WORK INSTRUCTIONS:
Your response should consist of the data that follows, repeated in full without alteration.
*** Opening of RAW DATA ***
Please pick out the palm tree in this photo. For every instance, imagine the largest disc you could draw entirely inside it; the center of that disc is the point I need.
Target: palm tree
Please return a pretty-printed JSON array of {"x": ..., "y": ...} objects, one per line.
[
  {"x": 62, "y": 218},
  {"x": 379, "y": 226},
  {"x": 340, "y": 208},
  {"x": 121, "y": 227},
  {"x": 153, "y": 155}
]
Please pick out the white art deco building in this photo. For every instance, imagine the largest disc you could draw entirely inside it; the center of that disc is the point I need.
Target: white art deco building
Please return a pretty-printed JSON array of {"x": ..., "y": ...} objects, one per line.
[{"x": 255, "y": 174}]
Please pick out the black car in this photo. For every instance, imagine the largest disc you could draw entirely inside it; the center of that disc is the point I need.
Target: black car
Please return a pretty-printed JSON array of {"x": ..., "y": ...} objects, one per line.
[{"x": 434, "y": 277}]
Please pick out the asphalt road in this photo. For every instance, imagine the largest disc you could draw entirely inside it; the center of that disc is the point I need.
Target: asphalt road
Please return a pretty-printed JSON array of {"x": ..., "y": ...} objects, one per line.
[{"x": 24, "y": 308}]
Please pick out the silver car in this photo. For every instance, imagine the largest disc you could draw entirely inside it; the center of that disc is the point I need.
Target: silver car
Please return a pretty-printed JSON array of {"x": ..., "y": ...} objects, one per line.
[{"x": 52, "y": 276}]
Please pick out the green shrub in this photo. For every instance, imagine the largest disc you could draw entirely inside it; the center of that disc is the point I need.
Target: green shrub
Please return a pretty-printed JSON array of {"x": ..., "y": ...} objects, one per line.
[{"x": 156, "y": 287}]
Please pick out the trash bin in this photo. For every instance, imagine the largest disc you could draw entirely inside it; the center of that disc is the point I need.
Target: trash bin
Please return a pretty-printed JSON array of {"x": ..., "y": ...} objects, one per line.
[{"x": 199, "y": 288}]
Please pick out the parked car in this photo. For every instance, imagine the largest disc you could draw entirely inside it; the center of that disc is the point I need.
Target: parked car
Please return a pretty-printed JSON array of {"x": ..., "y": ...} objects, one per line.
*** Close of RAW DATA ***
SOLUTION TO THE EXERCISE:
Please pick out the palm tree in this photo. For every instance, imagine the largest disc you could draw entirely inside it; the center of that disc is the point I need.
Target: palm tree
Please return a pretty-printed JSON array of {"x": ..., "y": ...} objects, one per line.
[
  {"x": 62, "y": 218},
  {"x": 379, "y": 226},
  {"x": 340, "y": 208},
  {"x": 121, "y": 227},
  {"x": 153, "y": 155}
]
Please pick out the white art deco building in this photo. For every instance, imagine the largest disc you could draw entirely inside it; the center of that disc is the point I need.
Target: white art deco building
Please return a pretty-printed JSON array of {"x": ..., "y": ...} objects, one per line.
[{"x": 255, "y": 174}]
Please pick out the black car in this photo. For every instance, imagine the largest disc you could draw entirely inside it; the center of that disc is the point I need.
Target: black car
Please return a pretty-printed JSON array of {"x": ..., "y": ...} objects, one per line.
[{"x": 434, "y": 277}]
Please pick out the asphalt road in this photo. For every instance, imagine the largest disc you could draw entirely inside it; the center of that disc is the point I need.
Target: asphalt road
Please return a pretty-printed JSON array of {"x": ..., "y": ...} objects, one per line.
[{"x": 24, "y": 308}]
Please pick out the silver car in this photo. For every instance, imagine the largest disc you could draw entirely inside it; the center of that disc is the point I need.
Target: silver car
Please return a pretty-printed JSON array of {"x": ..., "y": ...} objects, one per line.
[{"x": 52, "y": 276}]
Please pick out the green shrub in this photo. For every instance, imagine the largest disc you could draw entirely inside it; the center of that disc is the point I need.
Target: green shrub
Please return a pretty-printed JSON array of {"x": ..., "y": ...} objects, one per line.
[{"x": 156, "y": 287}]
Please pick out the trash bin in this photo. For every instance, imagine the largest disc you could draw entirely inside it; the center of that disc is the point I need.
Target: trash bin
Please return a pretty-printed JSON array of {"x": ..., "y": ...} objects, one per line.
[{"x": 199, "y": 288}]
Please pick out the parked car in this photo. For every instance, imagine the largest disc you could draw entirely inside it; the center of that disc is the point I need.
Target: parked car
Please return a pretty-printed JSON array of {"x": ..., "y": ...} objects, one per line.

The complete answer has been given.